* START Given data *
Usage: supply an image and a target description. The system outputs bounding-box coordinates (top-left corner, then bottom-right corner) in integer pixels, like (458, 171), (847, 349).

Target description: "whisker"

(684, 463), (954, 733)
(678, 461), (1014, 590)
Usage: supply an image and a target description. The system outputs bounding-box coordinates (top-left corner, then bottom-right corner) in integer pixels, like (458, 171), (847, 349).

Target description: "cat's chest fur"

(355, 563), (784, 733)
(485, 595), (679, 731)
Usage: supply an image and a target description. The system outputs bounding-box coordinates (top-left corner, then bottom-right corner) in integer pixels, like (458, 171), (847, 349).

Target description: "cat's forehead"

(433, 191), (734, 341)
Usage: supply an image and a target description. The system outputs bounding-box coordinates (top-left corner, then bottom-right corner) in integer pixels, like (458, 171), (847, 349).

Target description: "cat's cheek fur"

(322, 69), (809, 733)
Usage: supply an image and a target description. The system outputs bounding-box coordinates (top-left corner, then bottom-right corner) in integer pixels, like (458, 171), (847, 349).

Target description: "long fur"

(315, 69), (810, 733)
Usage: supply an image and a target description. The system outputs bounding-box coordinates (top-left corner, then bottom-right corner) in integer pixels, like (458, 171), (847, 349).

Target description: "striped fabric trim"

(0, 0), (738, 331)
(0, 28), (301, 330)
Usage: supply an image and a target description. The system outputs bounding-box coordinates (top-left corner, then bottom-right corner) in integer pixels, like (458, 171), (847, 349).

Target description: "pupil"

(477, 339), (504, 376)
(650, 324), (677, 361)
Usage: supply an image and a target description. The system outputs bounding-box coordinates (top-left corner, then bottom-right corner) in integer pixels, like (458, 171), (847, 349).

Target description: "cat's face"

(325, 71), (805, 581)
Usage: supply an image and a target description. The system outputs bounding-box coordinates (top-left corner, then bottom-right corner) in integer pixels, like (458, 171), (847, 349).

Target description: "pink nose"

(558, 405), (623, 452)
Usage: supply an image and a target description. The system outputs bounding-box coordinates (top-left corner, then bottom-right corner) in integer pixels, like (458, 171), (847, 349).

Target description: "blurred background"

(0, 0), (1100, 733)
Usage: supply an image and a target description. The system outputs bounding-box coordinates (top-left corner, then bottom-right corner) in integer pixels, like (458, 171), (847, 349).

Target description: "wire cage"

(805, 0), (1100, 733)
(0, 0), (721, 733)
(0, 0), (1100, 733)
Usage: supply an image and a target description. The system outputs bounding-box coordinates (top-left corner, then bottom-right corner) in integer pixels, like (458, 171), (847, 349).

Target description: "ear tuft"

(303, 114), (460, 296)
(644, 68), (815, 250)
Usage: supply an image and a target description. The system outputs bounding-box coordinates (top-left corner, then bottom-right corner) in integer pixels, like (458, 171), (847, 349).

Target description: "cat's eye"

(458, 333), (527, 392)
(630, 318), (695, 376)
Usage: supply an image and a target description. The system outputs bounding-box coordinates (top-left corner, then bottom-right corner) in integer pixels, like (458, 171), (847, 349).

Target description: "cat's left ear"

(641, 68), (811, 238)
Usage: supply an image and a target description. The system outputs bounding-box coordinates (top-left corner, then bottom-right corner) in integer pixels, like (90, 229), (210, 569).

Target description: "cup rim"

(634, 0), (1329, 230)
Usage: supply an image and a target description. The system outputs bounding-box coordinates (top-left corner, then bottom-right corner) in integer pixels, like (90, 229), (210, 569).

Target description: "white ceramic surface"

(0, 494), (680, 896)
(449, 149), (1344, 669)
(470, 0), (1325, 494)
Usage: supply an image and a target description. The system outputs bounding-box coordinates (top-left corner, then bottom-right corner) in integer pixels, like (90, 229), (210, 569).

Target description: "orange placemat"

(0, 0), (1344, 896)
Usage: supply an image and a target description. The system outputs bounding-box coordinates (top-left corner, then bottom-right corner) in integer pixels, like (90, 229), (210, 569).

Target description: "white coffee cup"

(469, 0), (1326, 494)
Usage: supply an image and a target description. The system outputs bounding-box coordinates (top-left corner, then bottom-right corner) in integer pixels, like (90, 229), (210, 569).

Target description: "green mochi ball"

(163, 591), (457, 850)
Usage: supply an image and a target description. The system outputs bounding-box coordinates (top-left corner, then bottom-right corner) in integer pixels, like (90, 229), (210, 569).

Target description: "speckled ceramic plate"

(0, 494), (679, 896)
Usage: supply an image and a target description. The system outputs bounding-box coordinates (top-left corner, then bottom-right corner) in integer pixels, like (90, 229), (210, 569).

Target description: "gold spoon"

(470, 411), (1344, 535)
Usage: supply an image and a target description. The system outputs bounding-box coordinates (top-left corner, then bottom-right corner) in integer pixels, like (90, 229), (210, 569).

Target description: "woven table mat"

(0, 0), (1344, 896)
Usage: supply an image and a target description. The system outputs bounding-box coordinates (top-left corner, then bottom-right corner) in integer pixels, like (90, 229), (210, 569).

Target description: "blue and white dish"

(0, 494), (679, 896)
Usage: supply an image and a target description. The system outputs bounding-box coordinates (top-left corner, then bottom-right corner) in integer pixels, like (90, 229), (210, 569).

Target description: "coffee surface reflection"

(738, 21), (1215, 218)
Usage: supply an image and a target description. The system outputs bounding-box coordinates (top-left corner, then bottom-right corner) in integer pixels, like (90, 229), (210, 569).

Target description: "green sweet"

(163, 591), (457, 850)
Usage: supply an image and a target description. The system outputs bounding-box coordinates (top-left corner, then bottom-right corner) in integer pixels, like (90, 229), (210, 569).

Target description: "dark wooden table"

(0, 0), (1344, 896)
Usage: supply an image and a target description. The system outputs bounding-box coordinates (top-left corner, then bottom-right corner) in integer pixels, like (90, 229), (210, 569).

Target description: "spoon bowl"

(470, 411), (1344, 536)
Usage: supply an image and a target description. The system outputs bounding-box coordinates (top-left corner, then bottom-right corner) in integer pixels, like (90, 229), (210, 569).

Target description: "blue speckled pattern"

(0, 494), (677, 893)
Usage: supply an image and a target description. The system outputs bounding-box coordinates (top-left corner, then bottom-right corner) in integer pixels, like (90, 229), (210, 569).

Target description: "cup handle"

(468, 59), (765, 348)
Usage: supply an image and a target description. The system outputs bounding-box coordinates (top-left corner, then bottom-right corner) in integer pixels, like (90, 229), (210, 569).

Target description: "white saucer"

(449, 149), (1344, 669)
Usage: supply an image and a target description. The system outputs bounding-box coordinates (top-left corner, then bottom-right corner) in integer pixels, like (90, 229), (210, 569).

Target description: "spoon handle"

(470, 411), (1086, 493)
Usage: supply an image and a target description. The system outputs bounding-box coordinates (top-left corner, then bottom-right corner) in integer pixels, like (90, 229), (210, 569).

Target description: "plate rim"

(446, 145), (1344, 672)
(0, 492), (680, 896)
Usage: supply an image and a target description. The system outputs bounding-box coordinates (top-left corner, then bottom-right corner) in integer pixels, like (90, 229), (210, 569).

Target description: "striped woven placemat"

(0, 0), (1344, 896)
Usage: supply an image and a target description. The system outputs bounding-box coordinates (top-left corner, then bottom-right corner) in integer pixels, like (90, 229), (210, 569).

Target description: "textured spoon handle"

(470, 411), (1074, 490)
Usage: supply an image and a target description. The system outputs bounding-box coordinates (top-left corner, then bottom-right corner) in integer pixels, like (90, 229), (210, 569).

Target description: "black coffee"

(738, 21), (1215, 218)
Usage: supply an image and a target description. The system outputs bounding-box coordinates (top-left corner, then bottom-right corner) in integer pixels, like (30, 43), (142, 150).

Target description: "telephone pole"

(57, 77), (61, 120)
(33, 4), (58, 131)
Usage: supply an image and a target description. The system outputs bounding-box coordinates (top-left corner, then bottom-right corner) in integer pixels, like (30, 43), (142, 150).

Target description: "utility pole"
* END Given data *
Write down every line of the data exactly as it appears above.

Usage: supply an image and a target description. The system outputs bounding-box coordinates (top-left corner, then bottom-right corner) in integer pixels, like (458, 171), (847, 349).

Target description: "whisker"

(684, 463), (954, 733)
(678, 461), (1014, 590)
Usage: supply an image and a target description. The system outputs bounding-box coordinates (top-left corner, then bottom-right corner) in integer pixels, like (458, 171), (847, 349).

Target description: "cat's chest fur"

(355, 563), (784, 733)
(485, 595), (679, 731)
Usage: supply an image and a target description. The system outputs bounding-box coordinates (top-left corner, then bottom-right corner) in integer pixels, like (458, 171), (847, 349).

Target description: "cat's forehead"

(433, 191), (734, 341)
Usage: supply an image and a target description. The system outputs bounding-box coordinates (top-left corner, then bottom-right corner) in integer pixels, like (458, 171), (847, 349).

Target description: "cat's cheek fur"

(322, 69), (809, 733)
Usage: supply an image and a target description. The system outputs bounding-box coordinates (top-left corner, then bottom-right corner) in integer pixels, like (458, 171), (847, 349).

Target description: "long fur"

(315, 69), (810, 733)
Usage: supply an image and a target description. The system outputs bounding-box coordinates (top-left corner, then bottom-right corner) in integer pixels, like (458, 171), (847, 349).

Target description: "striped fabric trim"

(0, 0), (738, 331)
(0, 28), (301, 330)
Usage: supply an image and a target description. The system outputs bounding-box coordinates (top-left corner, then bottom-right corner) in integer pixels, like (458, 171), (847, 349).

Target description: "pupil"

(477, 339), (504, 376)
(650, 324), (677, 361)
Usage: supply an image and a target description. The system outputs bounding-box coordinates (top-left corner, then bottom-right corner) in integer pixels, like (458, 171), (847, 349).

Target description: "cat's face"

(325, 71), (805, 581)
Usage: supply an image and a target description. The system outputs bounding-box coordinates (top-left corner, then bottom-right corner) in integer pixels, like (458, 171), (847, 349).

Target description: "pink nose"

(558, 405), (623, 452)
Usage: supply an image and a target description. The system outputs bounding-box coordinates (top-left corner, then bottom-right corner) in integer pixels, like (458, 171), (847, 349).

Target description: "blurred background"

(0, 0), (1100, 733)
Usage: supply an image and a target description. The system outputs bounding-box coordinates (top-left corner, then bottom-right corner) in integer pixels, like (458, 171), (847, 349).

Target description: "wire cage"

(805, 0), (1100, 733)
(0, 0), (721, 733)
(0, 0), (1100, 733)
Usage: supply an image and a target description. The system outputs bounding-box coordinates (top-left corner, then bottom-right corner) in integer pixels, like (458, 171), (847, 349).

Target description: "ear tuft"

(303, 114), (460, 296)
(644, 68), (815, 250)
Usage: supply an image and a target description. The system outputs bounding-box coordinates (top-left corner, then bottom-right corner) in integer pixels, like (458, 171), (847, 349).

Target description: "cat's eye"

(458, 333), (527, 392)
(630, 318), (695, 376)
Usage: supply an image and a target description. The system outputs bounding-box coordinates (top-left corner, then bottom-right corner) in integer pixels, like (458, 171), (847, 349).

Target description: "cat's left ear"

(641, 68), (811, 238)
Usage: supply an image and a target description. The system outputs bounding-box coordinates (top-left corner, then bottom-right corner) in integer pixels, like (90, 229), (210, 569).

Target description: "cup rim"

(634, 0), (1329, 230)
Usage: supply an image and a target description. The system outputs bounding-box coordinates (top-left corner, then bottom-right corner) in integer pixels, like (90, 229), (210, 569).

Target description: "white ceramic surface"

(0, 494), (680, 896)
(449, 149), (1344, 669)
(470, 0), (1325, 494)
Usage: supply an image and a target description. The system outputs bounding-box coordinates (top-left corner, then bottom-right corner) in integer pixels, like (90, 229), (210, 569).

Target description: "orange placemat"

(0, 0), (1344, 896)
Usage: supply an image and a target description. The system outputs bounding-box coordinates (top-left corner, then bottom-right corner) in integer pixels, like (90, 229), (210, 569).

Target description: "white coffee cup"

(469, 0), (1326, 494)
Usage: supply an image and a target description. The system outputs bounding-box coordinates (top-left corner, then bottom-right corner) in integer pixels, like (90, 229), (210, 569).

Target description: "green mochi ball"

(163, 591), (457, 850)
Usage: supply an image and a target description. The system outputs bounding-box coordinates (top-left corner, then bottom-right corner) in integer pixels, like (90, 229), (210, 569).

Target description: "speckled ceramic plate"

(0, 494), (679, 896)
Usage: supply an image and a target description. The system outputs bounding-box coordinates (top-left corner, then bottom-right corner) in integer pixels, like (90, 229), (210, 569).

Target description: "gold spoon"

(470, 411), (1344, 535)
Usage: supply an image and a target description. The system outputs bounding-box coordinates (top-left corner, then bottom-right corner) in integer pixels, like (90, 229), (210, 569).

Target description: "woven table mat"

(0, 0), (1344, 896)
Usage: supply an image and a target description. The system outputs bounding-box coordinates (top-left corner, then bottom-right corner) in integer pixels, like (90, 229), (210, 569).

Target description: "blue and white dish"

(0, 494), (679, 896)
Usage: supply an image and a target description. The system outputs bounding-box coordinates (top-left corner, then bottom-right corner) in integer pixels, like (90, 229), (210, 569).

Target description: "coffee surface reflection"

(738, 21), (1215, 218)
Usage: supply an image and a target description. The system outputs bounding-box coordinates (top-left corner, then bottom-right corner) in integer pixels, like (90, 229), (210, 569).

Target description: "green sweet"

(163, 591), (457, 850)
Usage: supply an image and a target description. The system outputs bounding-box coordinates (top-left corner, then bottom-right corner) in integer pixels, like (90, 229), (210, 569).

Target description: "dark wooden table"

(0, 0), (1344, 896)
Usage: supply an image and a target description. The system outputs bounding-box coordinates (top-left corner, then bottom-right corner) in integer pixels, like (90, 229), (210, 569).

Target description: "spoon bowl"

(470, 411), (1344, 536)
Usage: supply an image and a target description. The system outputs bounding-box coordinates (top-left corner, then bottom-right corner) in integer pixels, like (90, 229), (210, 569).

Target description: "blue speckled pattern"

(0, 494), (677, 893)
Usage: supply an image and a target description. The system outputs bounding-box coordinates (top-left corner, then bottom-right corner) in integer pixels, like (90, 229), (210, 569).

Target description: "cup handle"

(468, 59), (765, 348)
Usage: supply an image and a target description. The system outputs bounding-box coordinates (top-left corner, then bottom-right corner) in integer pixels, like (90, 229), (210, 569).

Target description: "white saucer"

(449, 149), (1344, 669)
Usage: supply an image and a target description. The system outputs bounding-box coordinates (top-left corner, then bottom-right corner) in integer pixels, like (90, 229), (210, 569).

Target description: "spoon handle"

(470, 411), (1086, 493)
Usage: supply an image and a target description. The system outputs bounding-box coordinates (top-left corner, then bottom-right corner) in integer pixels, like (90, 229), (210, 569).

Target description: "plate rim"

(446, 145), (1344, 672)
(0, 492), (680, 896)
Usage: supply an image and a target description. The system outputs bounding-box coordinates (top-left corner, then bottom-right corner) in integer pixels, like (90, 229), (210, 569).

Target description: "striped woven placemat"

(0, 0), (1344, 896)
Usage: supply an image and a target description. The system outputs bounding-box coordinates (top-left corner, then bottom-right corner) in integer pixels, like (90, 229), (210, 569).

Target description: "textured spoon handle"

(470, 411), (1074, 490)
Usage: supply an image and a target description. The system outputs bounding-box coordinates (top-left corner, then bottom-right corner) in integer pixels, like (90, 229), (210, 569).

Target description: "black coffee"

(738, 21), (1215, 218)
Usage: supply an image and a target description. The system outputs bounding-box coordinates (top-left corner, then bottom-right corner) in integer pixels, like (30, 43), (142, 150).

Target description: "telephone pole"

(57, 77), (61, 120)
(33, 4), (58, 131)
Usage: supply an image and a target description. The system outputs bounding-box coordinates (top-left corner, then bottom-right corner) in integer pixels, like (30, 43), (142, 150).

Target description: "utility pole"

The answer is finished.